Task prompt: Exactly what is written in the records below should be returned, minus the images.
Supplied entries section start
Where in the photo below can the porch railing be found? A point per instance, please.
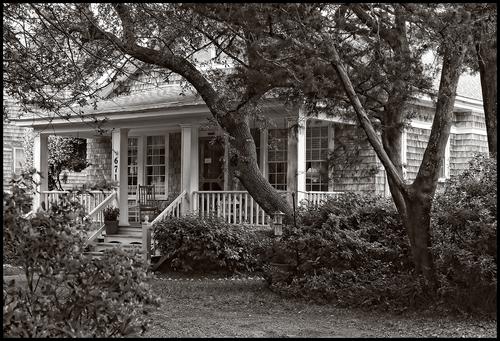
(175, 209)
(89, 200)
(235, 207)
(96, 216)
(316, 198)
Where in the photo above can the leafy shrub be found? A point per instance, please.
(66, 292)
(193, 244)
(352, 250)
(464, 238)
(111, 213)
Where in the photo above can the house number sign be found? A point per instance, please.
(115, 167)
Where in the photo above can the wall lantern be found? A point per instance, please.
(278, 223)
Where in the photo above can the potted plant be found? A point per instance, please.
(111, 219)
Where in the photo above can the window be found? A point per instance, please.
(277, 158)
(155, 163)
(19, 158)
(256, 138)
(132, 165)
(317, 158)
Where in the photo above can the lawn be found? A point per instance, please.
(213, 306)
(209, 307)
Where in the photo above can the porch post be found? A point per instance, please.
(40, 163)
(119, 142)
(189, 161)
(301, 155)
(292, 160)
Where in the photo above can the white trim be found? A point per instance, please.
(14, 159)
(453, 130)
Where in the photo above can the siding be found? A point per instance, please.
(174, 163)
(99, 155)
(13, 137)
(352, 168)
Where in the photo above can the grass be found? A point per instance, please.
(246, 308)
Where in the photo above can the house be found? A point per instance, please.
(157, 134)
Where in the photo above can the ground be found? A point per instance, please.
Supplied entries section end
Response to the exercise:
Where in the photo below can the porch railing be found? A point per instance, please.
(175, 209)
(89, 200)
(235, 207)
(96, 216)
(316, 198)
Where in the photo above can the leafy shrub be found? A point per instance, please.
(66, 292)
(193, 244)
(352, 250)
(464, 238)
(111, 213)
Where in the photo above can the house number sign be found? A point per instance, please.
(115, 167)
Where in the photo above can the wall lantern be found? A point per instance, please.
(278, 223)
Where in the photo above can the potted plant be found? A point per instance, please.
(111, 219)
Where in the photo above can the window be found? A point per instance, please.
(277, 158)
(155, 163)
(19, 158)
(256, 138)
(132, 165)
(317, 158)
Where in the photo above can the lawn be found? A point per instance, please.
(213, 306)
(209, 307)
Where in the photo above can the porch post be found? A point per instance, please.
(40, 163)
(119, 142)
(189, 161)
(301, 155)
(292, 160)
Where in the photo above can the white trim be found? A point per instance, please.
(14, 159)
(453, 130)
Where in the photo above can the siding be found? A point per instance, please.
(174, 163)
(99, 155)
(13, 137)
(352, 168)
Where in the photo above can the grass be found? A point per instance, please.
(246, 308)
Where in the photo above can the house be found? A point per instance, please.
(157, 134)
Where in the photo above can the ground be found? A point per instance, please.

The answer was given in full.